DESAFIOS:
**a)** Responda com base no texto sobre a dívida grega:
(i) Segundo a Bloomberg, que percentual das dívidas da Alemanha Ocidental foi perdoado no pós-Segunda Guerra Mundial?
(ii) Qual é o título do editorial do The New York Times?
(iii) Quantos economistas e acadêmicos pediram respeito à decisão do povo grego?
**b)** Dê continuidade ao texto sobre a dívida grega a partir do ponto em que ele termina.

TEXTO BASE:
######

Em editorial intitulado -Os esquerdistas malucos da Grécia têm uma boa ideia-, a agência de informações econômicas Bloomberg abriu a série de manifestações a favor do alívio da dívida dos países mais atingidos pela crise na Europa. Editoriais do jornal The New York Times e da TV e rádio da Alemanha Deutsche Welle apontaram no mesmo sentido, embora com matizes diferentes. Para a Bloomberg, a Alemanha devia levar a sério a ideia do Syriza; a proposta do primeiro-ministro grego Alexis Tsipras de realizar uma conferência europeia sobre a dívida "faz sentido".

A agência recorda precedentes que Berlim deveria levar em conta, como o perdão de 50% das dívidas da Alemanha Ocidental no pós-Segunda Guerra Mundial. A poderosa credora de hoje, ao insistir na severa -austeridade fiscal- esquece seus resultados desastrosos, prossegue o editorial. A Bloomberg diz que essa política tornou impossível a países como Grécia, Itália, Portugal, Espanha e mesmo França atingirem dívidas em relação ao Produto Interno Bruto (PIB) inferiores a 60%.

O editorial do The New York Times, com o título -O grito agonizante da Grécia à Europa-, também apoiou a proposta grega. -Persistir no seu curso dogmático é não só errado para a Grécia, mas também perigoso para toda a União Europeia-, afirmou. O editorial da Deutsche Welle vai mais longe: se a troika - Fundo Monetário Internacional (FMI), Banco Central Europeu (BCE) e Comissão Europeia - se recusar a negociar a dívida grega, -isso equivale a uma declaração de que a Comissão Europeia não reconhece a soberania da Grécia e não respeita o resultado de eleições democráticas-.

Na mesma linha, trezentos economistas e acadêmicos de todos os continentes pediram aos governos europeus e às instituições internacionais respeito à decisão do povo grego. -Iniciem negociações de boa-fé com o novo governo grego para resolver a questão da dívida-, diz o manifesto. -O governo grego está certo ao afirmar que é necessária uma profunda reorientação, porque as políticas aplicadas até agora são um fiasco completo-, afirma, acrescentando serem -políticas de ameaças, de ultimatos, de obstinação e de chantagens-.

O governo alemão, o Eurogrupo (países que usam a moeda única europeia) e o BCE ignoraram os apelos e optaram pelo caminho da chantagem, impondo restrições ao crédito a bancos gregos e exigindo a reversão de algumas medidas adotadas pelo governo de Alexis Tsipras. No mesmo dia do anúncio das medidas, uma convocatória nascida nas redes sociais reuniu milhares de pessoas em muitas cidades gregas sob os lemas: -Não à chantagem! Não capitulamos! Não temos medo! Não voltamos atrás! Venceremos!- -A Grécia não aceita ordens de ninguém-, reagiu o primeiro-ministro.

######

LINHAS FORNECIDAS:
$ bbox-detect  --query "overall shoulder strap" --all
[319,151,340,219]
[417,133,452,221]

######

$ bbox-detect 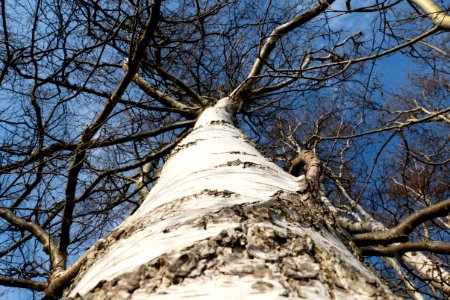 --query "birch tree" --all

######

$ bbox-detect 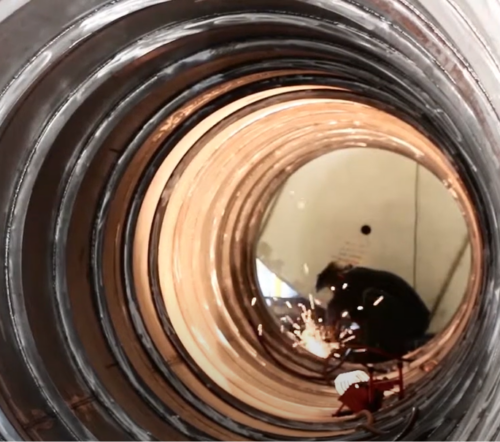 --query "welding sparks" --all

######

RESPOSTAS POR TAREFA:
**a)**
(i) 50%.
(ii) O grito agonizante da Grécia à Europa.
(iii) Trezentos.

**b)**
Segundo o ministro das Finanças grego, Yanis Varoufakis, o país não vai concluir o programa da troika, que termina em fevereiro, e não vai solicitar sua extensão. Para ele, as vítimas da -austeridade- devem somar forças. -Desgraçadamente, na Europa predomina a estranhíssima ideia de que todas as cigarras vivem no Sul e todas as formigas no Norte, quando, na realidade, o que há são formigas e cigarras em todos os lados-, afirmou.

De 2010 à eleição do novo governo, a Grécia estava sob a intervenção da troika como condição para receber empréstimos de cerca de 240 bilhões de euros para salvar os bancos do país, em troca de cortes de gastos públicos e redução de direitos sociais e trabalhistas. Varoufakis anunciou que não negocia com a troika e o Ministério das Finanças disse que o sistema bancário grego -está adequadamente capitalizado e protegido com o acesso à Assistência de Emergência de Liquidez-.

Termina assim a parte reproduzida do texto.